[SOURCE EXTRACT start]

Can anyone rein in the prancing horse? 

U.S. Grand Prix at Indianapolis

U.S. Grand Prix at Indianapolis
In its heyday, the United States Grand Prix established a traditional autumnal date at Watkins Glen, in upstate New York — often a cold, wet event. Date and location went through several transitions: Long Beach in the spring, Detroit on the heels of Montreal’s June race and the disastrous experiments at Texas and Phoenix in searing summer temperatures so hot they peeled asphalt. After disappearing from the schedule altogether, another fall date emerged three years ago at another new location: the Indianapolis Motor Speedway.

But Indy’s September date presented some inherent weaknesses, not the least of which was the weather. For teams, the cost of two trips to the North American continent didn’t add up to good sense. For the American fans, it didn’t pay to come watch a race when the championship had long been decided. This year the USGP once again follows the Canadian Grand Prix in June — which by all rights should prove better for weather and drama.

But just when you thought they finally got it right, Ferarri has stolen the show … again. Sure, the championship is still technically wide open — if you can call six victories in seven races and a 14-point lead “up for grabs.” The reigning USGP champ appears well on his way to an incredible seventh title, with no contenders able to harness Ferarri’s prancing horse.

Season recap

Despite Bernie Ecclestone’s 2003 rules changes to end the Ferarri/Schumacher dominance, Ferarri delighted the tifosi by giving notice in Australia that the prancing horse intended to re-establish its devastating domination. Schumacher and teammate Rubens Barrichello qualified more than half a second ahead of Juan Pablo Montoya’s Williams, and the duo in red crossed the finish line half a minute in front of Fernando Alonso’s Renault. The new one-engine-one-weekend rule didn’t put the brakes on anybody, but the two-part qualifying session was such a snooze, it was dumped.

Hopes for competition were raised nearly as high as Sepang’s temperatures in Malaysia, because Michelin rubber should have provided an advantage. Mark Webber generated excitement when he stuck his Jaguar on pole ... for a few minutes, until the German “machine” stole fast lap and top spot along with it. At the start, Renault’s Jarno Trulli tested the limits of launch control, gaining 10 spots, and Montoya played cat and mouse with Schuey. But the outcome remained familiar — including the second consecutive retirement by Kimi Raikkonen’s McLaren, originally thought to be a championship contender. Results were kept from being too routine by the addition of a BAR driver (Jenson Button) on the podium.

[SOURCE EXTRACT end]

STATED PROBLEM 1: Transcribe the passage of the article on the U.S. Grand Prix starting at "But Indy’s September" and ending at "weather and drama.".
STATED PROBLEM 2:
Answer these questions using the article on the U.S. Grand Prix:
(a) At which venue did the United States Grand Prix first establish its traditional autumnal date?
(b) Whose car did Schumacher and Barrichello outqualify by more than half a second in Australia?
(c) Which BAR driver finished on the podium in Malaysia?
STATED PROBLEM 3: Write the next part of the article on the U.S. Grand Prix, continuing its season recap after the paragraph on Malaysia.

[RECORDS start]

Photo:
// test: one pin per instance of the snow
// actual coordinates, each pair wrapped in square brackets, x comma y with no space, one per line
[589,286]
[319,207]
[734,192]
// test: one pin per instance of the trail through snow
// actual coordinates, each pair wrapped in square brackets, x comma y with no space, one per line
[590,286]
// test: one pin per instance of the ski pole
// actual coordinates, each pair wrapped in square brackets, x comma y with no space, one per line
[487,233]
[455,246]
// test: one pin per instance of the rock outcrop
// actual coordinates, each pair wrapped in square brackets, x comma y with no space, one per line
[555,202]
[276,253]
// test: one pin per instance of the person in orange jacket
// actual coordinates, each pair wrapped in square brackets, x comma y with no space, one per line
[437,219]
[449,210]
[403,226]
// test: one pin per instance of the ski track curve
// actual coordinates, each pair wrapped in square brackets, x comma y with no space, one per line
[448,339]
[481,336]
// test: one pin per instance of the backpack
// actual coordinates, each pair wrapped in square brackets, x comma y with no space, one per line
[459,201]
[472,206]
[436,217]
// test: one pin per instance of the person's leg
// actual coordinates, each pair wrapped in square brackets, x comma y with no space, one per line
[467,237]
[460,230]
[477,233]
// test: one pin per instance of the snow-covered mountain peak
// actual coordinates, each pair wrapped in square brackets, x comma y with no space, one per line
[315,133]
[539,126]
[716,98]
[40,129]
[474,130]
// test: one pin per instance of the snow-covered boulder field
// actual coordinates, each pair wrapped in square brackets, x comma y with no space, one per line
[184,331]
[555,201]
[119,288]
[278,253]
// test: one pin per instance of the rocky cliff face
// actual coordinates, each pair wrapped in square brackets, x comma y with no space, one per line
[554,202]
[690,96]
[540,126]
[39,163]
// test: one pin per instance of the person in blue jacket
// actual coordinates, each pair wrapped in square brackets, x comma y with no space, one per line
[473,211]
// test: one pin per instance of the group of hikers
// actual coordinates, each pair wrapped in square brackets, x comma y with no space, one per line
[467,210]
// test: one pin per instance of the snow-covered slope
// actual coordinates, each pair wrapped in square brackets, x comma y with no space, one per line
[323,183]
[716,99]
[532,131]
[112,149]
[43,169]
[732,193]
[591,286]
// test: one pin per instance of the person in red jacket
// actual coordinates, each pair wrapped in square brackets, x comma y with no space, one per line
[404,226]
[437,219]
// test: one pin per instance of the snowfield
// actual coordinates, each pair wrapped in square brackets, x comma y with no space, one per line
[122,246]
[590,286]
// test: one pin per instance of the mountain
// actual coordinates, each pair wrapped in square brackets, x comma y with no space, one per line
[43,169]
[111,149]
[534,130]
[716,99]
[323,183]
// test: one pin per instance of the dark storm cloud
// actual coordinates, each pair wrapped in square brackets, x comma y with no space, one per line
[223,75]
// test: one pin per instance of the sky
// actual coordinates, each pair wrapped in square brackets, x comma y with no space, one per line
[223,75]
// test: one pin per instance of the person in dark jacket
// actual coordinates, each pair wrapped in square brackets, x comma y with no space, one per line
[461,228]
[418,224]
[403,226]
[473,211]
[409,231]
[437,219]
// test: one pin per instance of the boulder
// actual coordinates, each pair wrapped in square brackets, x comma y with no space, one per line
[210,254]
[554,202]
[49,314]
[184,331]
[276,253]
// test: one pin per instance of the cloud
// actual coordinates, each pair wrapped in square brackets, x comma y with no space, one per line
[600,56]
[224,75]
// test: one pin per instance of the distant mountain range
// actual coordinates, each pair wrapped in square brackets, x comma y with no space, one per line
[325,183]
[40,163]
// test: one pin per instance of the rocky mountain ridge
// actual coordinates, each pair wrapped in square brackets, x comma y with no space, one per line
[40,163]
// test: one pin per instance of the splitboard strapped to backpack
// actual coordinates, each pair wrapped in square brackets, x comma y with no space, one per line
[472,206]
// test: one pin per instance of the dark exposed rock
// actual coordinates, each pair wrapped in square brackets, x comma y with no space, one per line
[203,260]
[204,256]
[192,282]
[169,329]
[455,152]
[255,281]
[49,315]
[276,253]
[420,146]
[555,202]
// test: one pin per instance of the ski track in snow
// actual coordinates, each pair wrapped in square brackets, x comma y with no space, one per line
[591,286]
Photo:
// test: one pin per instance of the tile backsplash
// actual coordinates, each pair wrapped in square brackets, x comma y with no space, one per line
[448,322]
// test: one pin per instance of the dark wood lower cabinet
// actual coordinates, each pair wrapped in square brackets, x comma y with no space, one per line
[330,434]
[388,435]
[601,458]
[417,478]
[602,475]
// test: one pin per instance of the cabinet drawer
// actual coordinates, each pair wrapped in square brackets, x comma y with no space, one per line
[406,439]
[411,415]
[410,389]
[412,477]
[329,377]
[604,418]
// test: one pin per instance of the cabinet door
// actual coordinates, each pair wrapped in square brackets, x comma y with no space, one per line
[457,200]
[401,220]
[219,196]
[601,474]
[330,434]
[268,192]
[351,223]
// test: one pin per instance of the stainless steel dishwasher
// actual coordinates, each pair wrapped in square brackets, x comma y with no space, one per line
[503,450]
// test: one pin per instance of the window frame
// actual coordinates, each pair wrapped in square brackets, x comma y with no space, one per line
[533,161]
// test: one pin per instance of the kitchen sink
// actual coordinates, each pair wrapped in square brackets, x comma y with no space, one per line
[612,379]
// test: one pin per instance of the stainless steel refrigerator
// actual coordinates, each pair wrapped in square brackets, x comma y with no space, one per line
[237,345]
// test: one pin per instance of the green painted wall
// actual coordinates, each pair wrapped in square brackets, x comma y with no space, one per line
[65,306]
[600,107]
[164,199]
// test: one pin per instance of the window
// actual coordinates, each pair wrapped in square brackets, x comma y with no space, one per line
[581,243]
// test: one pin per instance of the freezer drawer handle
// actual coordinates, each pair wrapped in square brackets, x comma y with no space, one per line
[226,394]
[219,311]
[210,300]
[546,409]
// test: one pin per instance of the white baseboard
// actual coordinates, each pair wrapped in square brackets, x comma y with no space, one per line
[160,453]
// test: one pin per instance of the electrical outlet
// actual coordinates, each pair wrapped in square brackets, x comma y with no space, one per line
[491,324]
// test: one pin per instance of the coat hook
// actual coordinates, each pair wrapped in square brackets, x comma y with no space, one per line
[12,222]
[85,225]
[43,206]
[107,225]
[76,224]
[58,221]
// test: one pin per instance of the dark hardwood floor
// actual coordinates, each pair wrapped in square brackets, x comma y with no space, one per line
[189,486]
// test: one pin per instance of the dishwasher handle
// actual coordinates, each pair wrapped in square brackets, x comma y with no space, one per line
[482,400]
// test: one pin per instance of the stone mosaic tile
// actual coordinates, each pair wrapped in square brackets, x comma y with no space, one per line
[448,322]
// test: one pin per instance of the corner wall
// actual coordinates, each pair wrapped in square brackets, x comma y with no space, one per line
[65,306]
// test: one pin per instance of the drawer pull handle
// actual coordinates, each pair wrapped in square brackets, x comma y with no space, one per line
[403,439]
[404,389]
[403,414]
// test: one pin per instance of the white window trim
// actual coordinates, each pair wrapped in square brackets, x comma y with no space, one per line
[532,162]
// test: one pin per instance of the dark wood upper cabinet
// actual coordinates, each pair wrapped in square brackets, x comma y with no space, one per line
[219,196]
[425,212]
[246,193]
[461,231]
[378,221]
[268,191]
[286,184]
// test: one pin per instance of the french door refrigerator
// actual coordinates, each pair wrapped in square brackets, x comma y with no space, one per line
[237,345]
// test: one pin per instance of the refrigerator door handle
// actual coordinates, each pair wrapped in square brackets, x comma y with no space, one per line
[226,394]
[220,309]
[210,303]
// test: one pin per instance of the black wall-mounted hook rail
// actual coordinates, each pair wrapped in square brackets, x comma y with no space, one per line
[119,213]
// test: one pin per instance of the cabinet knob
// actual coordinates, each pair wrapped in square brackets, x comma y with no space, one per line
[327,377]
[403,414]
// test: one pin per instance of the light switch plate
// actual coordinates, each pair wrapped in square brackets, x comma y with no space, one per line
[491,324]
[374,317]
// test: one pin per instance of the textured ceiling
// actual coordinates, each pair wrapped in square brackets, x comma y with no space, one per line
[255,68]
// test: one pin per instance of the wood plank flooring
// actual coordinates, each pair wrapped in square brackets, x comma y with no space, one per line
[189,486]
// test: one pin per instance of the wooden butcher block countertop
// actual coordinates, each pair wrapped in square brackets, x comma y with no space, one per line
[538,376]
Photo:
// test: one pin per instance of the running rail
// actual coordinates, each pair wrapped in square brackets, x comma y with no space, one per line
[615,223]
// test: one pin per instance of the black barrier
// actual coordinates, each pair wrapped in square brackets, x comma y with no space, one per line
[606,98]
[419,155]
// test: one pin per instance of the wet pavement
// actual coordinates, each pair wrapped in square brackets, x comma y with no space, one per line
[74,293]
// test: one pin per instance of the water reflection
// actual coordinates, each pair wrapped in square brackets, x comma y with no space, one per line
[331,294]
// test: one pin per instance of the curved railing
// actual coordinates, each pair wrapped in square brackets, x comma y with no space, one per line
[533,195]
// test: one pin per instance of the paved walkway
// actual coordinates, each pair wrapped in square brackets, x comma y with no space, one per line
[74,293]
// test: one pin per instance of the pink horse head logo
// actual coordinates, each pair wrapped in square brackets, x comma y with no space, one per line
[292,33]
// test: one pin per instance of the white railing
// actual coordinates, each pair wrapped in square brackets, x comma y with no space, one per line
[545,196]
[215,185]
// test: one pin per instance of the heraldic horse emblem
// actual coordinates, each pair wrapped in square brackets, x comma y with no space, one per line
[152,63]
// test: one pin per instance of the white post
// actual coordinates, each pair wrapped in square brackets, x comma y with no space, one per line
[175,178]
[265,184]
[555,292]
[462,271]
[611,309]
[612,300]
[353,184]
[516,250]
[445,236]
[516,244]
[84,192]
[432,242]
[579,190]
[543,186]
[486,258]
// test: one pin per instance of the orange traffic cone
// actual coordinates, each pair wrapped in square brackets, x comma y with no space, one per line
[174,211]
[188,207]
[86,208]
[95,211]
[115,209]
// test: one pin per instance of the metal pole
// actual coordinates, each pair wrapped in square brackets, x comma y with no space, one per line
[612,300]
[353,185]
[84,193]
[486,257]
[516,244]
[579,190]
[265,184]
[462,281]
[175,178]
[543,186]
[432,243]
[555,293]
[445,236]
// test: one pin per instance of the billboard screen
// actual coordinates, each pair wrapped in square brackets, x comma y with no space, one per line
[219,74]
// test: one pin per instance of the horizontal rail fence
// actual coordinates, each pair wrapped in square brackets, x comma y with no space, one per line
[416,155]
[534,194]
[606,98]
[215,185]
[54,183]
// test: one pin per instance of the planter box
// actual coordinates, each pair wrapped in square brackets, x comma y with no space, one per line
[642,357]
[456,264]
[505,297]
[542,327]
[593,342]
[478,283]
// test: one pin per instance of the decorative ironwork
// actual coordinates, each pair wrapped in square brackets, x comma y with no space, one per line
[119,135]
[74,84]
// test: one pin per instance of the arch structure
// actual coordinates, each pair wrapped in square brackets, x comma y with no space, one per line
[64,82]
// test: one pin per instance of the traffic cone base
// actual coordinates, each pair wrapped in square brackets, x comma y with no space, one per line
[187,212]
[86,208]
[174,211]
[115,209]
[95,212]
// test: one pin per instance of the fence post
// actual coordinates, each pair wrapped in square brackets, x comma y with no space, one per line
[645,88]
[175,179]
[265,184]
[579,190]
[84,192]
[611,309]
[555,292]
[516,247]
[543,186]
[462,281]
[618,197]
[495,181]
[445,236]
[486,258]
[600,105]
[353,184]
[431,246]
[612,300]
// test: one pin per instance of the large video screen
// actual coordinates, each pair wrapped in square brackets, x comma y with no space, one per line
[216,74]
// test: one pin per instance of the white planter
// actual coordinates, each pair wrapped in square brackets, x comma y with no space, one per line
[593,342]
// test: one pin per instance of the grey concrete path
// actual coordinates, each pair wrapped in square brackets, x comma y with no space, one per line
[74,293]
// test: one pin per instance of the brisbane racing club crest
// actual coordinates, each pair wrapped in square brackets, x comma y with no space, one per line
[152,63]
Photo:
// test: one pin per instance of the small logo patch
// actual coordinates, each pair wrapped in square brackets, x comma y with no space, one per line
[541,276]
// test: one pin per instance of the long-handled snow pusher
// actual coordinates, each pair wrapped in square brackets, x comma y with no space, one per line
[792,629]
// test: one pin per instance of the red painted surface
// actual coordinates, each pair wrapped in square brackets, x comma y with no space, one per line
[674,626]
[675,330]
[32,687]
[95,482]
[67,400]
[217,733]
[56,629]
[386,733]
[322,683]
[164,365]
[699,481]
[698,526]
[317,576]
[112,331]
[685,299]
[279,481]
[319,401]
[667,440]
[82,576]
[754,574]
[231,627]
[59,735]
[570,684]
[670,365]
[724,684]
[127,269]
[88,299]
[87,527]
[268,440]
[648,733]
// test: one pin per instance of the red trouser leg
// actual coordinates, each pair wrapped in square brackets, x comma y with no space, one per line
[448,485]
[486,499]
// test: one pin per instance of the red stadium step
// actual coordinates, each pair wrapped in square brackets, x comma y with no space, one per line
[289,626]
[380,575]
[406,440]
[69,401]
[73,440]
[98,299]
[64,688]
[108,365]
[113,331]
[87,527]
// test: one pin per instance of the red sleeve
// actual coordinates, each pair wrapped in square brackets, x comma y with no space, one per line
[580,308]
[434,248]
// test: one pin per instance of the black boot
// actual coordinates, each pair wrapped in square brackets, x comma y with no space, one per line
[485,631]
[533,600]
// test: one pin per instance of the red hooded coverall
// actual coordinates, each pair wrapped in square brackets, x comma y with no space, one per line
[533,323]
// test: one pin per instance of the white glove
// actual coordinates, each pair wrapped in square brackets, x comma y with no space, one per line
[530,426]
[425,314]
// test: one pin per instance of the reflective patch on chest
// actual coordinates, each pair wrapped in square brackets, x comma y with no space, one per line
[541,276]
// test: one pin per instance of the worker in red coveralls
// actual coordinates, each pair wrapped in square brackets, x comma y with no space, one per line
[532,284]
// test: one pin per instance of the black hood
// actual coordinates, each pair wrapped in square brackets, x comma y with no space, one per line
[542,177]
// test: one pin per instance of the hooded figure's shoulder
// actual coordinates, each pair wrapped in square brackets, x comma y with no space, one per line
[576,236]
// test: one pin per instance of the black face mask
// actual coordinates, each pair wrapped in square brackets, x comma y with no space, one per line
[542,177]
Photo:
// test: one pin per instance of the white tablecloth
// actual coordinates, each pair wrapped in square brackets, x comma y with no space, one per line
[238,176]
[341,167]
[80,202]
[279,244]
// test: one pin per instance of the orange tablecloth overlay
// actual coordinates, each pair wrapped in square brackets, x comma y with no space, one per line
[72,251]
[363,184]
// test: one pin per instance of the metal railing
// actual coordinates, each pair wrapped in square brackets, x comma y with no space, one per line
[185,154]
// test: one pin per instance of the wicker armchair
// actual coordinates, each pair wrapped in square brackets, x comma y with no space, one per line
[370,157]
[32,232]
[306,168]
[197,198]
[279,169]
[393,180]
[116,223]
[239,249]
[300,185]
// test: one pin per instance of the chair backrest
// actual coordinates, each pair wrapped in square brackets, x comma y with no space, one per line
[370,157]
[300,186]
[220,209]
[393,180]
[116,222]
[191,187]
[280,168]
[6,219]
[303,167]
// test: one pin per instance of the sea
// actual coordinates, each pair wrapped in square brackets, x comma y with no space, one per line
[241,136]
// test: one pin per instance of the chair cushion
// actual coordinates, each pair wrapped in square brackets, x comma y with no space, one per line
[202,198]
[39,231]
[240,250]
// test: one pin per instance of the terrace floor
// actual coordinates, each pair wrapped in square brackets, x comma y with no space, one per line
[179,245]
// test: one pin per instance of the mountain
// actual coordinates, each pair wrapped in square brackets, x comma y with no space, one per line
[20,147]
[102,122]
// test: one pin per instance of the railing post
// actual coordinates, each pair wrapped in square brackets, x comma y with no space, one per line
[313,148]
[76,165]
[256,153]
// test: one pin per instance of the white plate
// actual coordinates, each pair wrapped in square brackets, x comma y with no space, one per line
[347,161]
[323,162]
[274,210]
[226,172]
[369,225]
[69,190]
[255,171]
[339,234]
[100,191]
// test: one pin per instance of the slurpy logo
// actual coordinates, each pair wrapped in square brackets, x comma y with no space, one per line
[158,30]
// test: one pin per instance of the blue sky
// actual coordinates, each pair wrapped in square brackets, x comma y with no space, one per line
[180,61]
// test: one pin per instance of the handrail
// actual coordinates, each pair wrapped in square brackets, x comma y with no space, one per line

[RECORDS end]

RESPONSE 1:
But Indy’s September date presented some inherent weaknesses, not the least of which was the weather. For teams, the cost of two trips to the North American continent didn’t add up to good sense. For the American fans, it didn’t pay to come watch a race when the championship had long been decided. This year the USGP once again follows the Canadian Grand Prix in June — which by all rights should prove better for weather and drama.

RESPONSE 2:
(a) Watkins Glen, in upstate New York
(b) Juan Pablo Montoya's Williams
(c) Jenson Button

RESPONSE 3:
A new track in Bahrain attempted to pique interest as viewers watched cars slide around a sand-blown track that almost vanished into the Middle Eastern desert. But the yawn-fest had already begun by Round 3: all-red front row with Schuey’s third pole, a distant P3 for Montoya, another retirement for Raikkonen (and his teammate, David Coultard — leaving the beleaguered McLaren team with no points for the weekend and barely four for the season) and Button filling out the podium.

A return to the European playground brought the F1 circus to the notorious track at Imola, where everyone recalled the tragic weekend 10 years ago that took the lives of Roland Ratzenberger and Ayrton Senna. In a fitting twist of irony, Schumacher’s string of poles ended at the Italian track where Senna lost his life. In addition to his six world driving titles, the German has 76 career wins (surpassing second place Alain Prost’s 51 wins), but one record that hasn’t succumbed to the German steamroller is Senna’s record for poles.

Instead, Button scored BAR’s first pole. Although the familiar red car wasn’t at the front of the grid, Raikkonen’s car was in its usual spot at the back, following yet another engine change after qualifying. Button put Schumacher in his place with a brilliant sprint when the lights went out, but the wily German implemented his impeccable pit stop strategy to make a pass for the lead, and once again landed on the top step of the podium. The few surprises glimpsed at Imola included both Renault drivers topping Rubens, and Kimi finally scoring a point.

Button faltered in Spain, but the torch was picked up by his teammate, Takuma Sato, who qualified third behind — you guessed it — Schumacher and bitter rival Montoya. But it was Trulli who rocketed from fourth to first at the start. Predictably, he lost the lead during the first round of pit stops, when Schuey ripped off blindingly fast in- and out-laps to gain track position. Once again, Williams and McLaren faltered, due to equipment failures and lack of power. The resurgence of Renault rivaled the astonishing battle from BAR. Still, the Scuderia remained unstoppable.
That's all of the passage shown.